OBJECTIVE:
Extract each line below that contains the word "Query". Treat case as significant when matching.

Data drawn from a collection:

········

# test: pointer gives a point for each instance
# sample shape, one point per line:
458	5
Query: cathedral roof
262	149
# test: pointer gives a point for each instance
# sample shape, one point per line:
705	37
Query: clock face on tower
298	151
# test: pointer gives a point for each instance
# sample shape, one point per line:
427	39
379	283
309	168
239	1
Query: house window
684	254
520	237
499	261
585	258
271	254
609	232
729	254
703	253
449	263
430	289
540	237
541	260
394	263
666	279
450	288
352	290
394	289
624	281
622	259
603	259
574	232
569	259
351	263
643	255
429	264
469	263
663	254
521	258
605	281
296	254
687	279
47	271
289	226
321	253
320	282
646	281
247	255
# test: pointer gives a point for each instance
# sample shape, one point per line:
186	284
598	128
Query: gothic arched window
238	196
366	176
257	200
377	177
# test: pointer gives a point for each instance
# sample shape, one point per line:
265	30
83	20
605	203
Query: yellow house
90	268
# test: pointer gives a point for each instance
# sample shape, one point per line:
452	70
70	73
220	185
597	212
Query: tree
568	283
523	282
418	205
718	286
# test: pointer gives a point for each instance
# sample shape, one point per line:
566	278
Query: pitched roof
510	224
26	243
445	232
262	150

········

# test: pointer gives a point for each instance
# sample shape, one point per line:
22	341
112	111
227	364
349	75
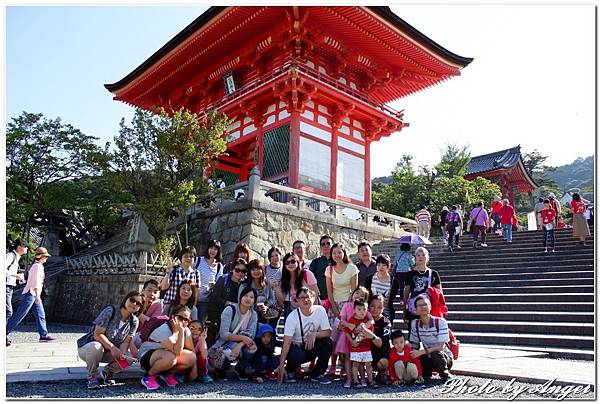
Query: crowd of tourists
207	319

········

REPLY TO THE EXERCISE:
Query: cathedral roof
Query: clock face on tower
Query: house window
Query: gothic arched window
Query: yellow house
Query: tree
Query: pitched roof
Query: crowd of tourists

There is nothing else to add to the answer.